Assignment |
Only the lines from the one containing "Note: for this drill we locate the church roof" through the one containing "Note: for this drill we locate the dry" should be printed, exactly as they appear below, with both ends included.

Task inputs |
++++

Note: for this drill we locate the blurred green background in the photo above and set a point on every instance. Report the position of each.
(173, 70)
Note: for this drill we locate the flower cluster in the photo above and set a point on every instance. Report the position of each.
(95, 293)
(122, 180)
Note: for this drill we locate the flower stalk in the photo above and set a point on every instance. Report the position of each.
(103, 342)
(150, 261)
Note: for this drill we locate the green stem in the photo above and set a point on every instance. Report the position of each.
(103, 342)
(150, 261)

++++

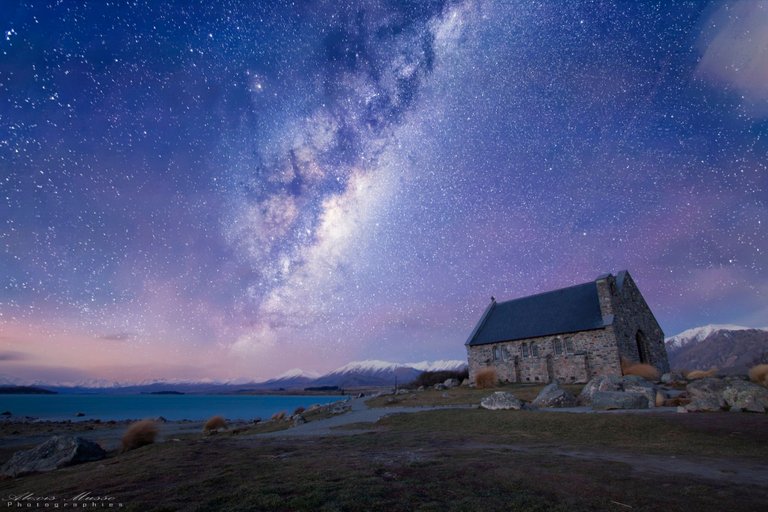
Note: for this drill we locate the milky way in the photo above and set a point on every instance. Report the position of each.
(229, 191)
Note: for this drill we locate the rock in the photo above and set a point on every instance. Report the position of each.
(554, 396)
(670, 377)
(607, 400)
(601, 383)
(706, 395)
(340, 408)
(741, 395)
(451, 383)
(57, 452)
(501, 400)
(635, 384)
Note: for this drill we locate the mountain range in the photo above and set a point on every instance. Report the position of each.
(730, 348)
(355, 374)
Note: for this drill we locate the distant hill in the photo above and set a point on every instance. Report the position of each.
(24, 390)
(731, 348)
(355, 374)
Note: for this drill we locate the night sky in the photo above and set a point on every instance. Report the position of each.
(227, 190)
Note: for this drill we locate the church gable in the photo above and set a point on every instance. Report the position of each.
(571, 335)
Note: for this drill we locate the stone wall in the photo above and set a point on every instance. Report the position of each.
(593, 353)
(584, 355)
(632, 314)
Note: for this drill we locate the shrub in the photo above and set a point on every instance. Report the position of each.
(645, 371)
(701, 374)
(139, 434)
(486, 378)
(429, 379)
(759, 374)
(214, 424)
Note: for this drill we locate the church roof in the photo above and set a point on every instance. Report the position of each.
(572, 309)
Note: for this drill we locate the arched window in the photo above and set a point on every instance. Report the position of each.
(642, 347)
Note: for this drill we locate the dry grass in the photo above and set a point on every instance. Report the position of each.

++++

Problem solution |
Note: for this drill we locate the church roof in the photo above and set a point on every instance. Report the position of each.
(572, 309)
Note: for this drill we locate the arched window in the photo above and set a point on every instance. Report the position of each.
(642, 347)
Note: for this drill we locate the dry grass in the photo above and set a point on every instance. Report the position of each.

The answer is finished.